The exercise:
Output as a numbered list, without blank lines, the part of the material that opens with the line containing "Category: paved road" and closes with the material's final line.

Supplied entries:
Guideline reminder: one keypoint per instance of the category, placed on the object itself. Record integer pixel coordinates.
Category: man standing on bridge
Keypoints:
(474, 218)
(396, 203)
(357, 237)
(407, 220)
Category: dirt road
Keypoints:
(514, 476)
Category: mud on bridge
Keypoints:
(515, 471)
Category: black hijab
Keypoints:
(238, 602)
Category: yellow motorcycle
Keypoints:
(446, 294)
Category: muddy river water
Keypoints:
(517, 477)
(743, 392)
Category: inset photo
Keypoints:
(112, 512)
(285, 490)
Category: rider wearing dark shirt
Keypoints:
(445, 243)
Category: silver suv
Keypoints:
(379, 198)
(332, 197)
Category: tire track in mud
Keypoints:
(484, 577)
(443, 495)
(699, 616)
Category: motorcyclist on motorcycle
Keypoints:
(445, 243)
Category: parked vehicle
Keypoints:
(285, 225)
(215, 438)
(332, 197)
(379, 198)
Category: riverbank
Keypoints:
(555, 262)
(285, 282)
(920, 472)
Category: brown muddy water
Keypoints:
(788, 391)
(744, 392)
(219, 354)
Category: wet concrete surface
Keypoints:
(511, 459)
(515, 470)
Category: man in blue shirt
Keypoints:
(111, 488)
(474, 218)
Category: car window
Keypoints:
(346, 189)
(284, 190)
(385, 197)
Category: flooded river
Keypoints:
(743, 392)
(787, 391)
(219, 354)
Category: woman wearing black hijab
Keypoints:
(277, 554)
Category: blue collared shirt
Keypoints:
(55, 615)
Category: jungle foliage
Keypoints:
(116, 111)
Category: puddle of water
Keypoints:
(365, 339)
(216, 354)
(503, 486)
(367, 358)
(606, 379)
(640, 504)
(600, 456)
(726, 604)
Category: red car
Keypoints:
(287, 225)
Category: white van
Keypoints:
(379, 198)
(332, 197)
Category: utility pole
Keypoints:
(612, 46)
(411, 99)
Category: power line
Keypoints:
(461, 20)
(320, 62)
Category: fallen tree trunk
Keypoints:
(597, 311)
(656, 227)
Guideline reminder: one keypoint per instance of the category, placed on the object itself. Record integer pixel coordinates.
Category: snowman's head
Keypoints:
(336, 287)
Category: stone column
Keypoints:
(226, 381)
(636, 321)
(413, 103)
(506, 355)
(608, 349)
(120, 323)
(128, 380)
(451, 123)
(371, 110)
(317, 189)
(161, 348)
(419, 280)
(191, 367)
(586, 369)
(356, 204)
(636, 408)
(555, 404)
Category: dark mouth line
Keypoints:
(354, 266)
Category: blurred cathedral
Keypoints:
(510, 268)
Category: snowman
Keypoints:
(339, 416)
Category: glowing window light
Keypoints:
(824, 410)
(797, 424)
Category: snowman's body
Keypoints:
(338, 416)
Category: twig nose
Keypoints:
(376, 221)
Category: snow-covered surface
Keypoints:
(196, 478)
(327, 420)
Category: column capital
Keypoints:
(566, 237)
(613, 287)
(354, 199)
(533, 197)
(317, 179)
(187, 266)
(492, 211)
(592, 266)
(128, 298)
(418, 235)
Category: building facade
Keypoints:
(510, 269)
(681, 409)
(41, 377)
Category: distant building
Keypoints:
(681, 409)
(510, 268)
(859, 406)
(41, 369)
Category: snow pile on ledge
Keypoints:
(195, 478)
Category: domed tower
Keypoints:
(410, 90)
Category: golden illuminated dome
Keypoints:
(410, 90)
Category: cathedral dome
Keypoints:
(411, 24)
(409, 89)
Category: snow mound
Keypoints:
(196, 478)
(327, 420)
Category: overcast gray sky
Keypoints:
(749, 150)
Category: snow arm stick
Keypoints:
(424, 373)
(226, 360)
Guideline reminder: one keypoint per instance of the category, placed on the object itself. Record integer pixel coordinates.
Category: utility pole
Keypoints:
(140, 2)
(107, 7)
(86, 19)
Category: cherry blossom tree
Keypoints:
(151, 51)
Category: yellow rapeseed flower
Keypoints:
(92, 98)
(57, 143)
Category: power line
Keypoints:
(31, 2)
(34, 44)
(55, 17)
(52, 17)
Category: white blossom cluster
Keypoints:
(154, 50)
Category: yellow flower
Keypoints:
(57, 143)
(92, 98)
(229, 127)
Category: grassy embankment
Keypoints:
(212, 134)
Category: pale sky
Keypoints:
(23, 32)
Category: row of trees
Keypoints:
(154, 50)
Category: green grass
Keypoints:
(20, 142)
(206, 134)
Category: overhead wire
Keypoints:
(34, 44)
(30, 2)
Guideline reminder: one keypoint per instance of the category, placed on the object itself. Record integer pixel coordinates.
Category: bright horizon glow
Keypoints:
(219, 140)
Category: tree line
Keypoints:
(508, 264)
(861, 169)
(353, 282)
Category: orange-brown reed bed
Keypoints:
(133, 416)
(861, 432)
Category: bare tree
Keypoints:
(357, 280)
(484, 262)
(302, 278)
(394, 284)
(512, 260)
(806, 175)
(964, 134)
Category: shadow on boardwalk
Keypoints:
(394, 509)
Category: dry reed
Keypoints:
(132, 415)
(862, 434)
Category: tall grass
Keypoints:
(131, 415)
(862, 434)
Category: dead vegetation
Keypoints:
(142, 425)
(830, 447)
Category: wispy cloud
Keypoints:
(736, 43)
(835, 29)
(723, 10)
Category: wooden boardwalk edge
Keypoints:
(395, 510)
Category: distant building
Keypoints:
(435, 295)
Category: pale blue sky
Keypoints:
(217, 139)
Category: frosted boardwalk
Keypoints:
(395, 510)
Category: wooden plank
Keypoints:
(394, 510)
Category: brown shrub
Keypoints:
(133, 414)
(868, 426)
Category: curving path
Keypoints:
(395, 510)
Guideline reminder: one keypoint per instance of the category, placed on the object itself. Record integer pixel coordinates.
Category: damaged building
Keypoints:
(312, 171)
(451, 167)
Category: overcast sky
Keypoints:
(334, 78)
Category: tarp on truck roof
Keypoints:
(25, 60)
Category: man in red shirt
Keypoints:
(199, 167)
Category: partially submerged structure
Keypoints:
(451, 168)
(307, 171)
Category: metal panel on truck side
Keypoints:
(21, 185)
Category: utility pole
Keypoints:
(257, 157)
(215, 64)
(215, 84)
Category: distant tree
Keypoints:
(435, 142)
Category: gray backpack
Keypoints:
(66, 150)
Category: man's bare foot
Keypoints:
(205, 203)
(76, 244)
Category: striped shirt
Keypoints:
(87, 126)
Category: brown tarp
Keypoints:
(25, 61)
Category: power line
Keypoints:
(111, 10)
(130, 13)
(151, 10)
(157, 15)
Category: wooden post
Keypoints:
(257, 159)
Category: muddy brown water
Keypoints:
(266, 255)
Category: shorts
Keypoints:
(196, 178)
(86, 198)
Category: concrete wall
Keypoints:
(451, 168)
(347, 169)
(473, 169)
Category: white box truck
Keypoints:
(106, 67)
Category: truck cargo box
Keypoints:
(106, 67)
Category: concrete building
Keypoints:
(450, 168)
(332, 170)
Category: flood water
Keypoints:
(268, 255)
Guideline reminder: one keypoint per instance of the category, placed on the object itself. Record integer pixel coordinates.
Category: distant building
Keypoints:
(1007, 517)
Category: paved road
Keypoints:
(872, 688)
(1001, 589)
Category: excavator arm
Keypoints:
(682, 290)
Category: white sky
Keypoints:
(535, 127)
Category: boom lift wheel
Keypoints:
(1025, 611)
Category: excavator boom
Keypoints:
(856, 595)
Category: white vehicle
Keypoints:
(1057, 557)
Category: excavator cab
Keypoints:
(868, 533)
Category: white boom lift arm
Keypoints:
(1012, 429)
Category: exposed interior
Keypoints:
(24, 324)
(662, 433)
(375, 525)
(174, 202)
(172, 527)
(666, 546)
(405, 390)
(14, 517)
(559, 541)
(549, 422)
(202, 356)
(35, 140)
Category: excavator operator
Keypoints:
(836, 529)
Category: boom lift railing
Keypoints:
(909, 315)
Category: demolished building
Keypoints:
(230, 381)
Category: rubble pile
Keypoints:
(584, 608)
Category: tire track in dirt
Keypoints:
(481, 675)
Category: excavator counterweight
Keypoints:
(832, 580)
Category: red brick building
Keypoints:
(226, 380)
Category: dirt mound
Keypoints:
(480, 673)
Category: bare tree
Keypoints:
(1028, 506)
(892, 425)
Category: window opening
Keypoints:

Correct answer:
1. Category: paved road
2. Keypoints:
3. (872, 688)
4. (1001, 589)
5. Category: excavator arm
6. Keypoints:
7. (682, 290)
8. Category: white sky
9. Keypoints:
10. (535, 127)
11. Category: boom lift wheel
12. Keypoints:
13. (1025, 611)
14. Category: excavator boom
15. Keypoints:
16. (856, 595)
17. Category: white vehicle
18. Keypoints:
19. (1057, 557)
20. Category: excavator cab
21. Keypoints:
22. (868, 533)
23. Category: white boom lift arm
24. Keypoints:
25. (1012, 429)
26. Category: exposed interior
27. Keypoints:
28. (24, 324)
29. (662, 433)
30. (375, 525)
31. (174, 202)
32. (172, 527)
33. (666, 546)
34. (405, 390)
35. (14, 517)
36. (559, 541)
37. (549, 422)
38. (202, 356)
39. (35, 140)
40. Category: excavator operator
41. Keypoints:
42. (836, 529)
43. Category: boom lift railing
44. Keypoints:
45. (909, 315)
46. Category: demolished building
47. Keypoints:
48. (230, 381)
49. Category: rubble pile
50. Keypoints:
51. (584, 608)
52. Category: tire track in dirt
53. Keypoints:
54. (481, 675)
55. Category: excavator counterweight
56. Keypoints:
57. (832, 580)
58. Category: red brick building
59. Keypoints:
60. (226, 380)
61. Category: dirt mound
62. Keypoints:
63. (480, 673)
64. Category: bare tree
65. Keypoints:
66. (1028, 506)
67. (892, 425)
68. Category: window opening
69. Keypoints:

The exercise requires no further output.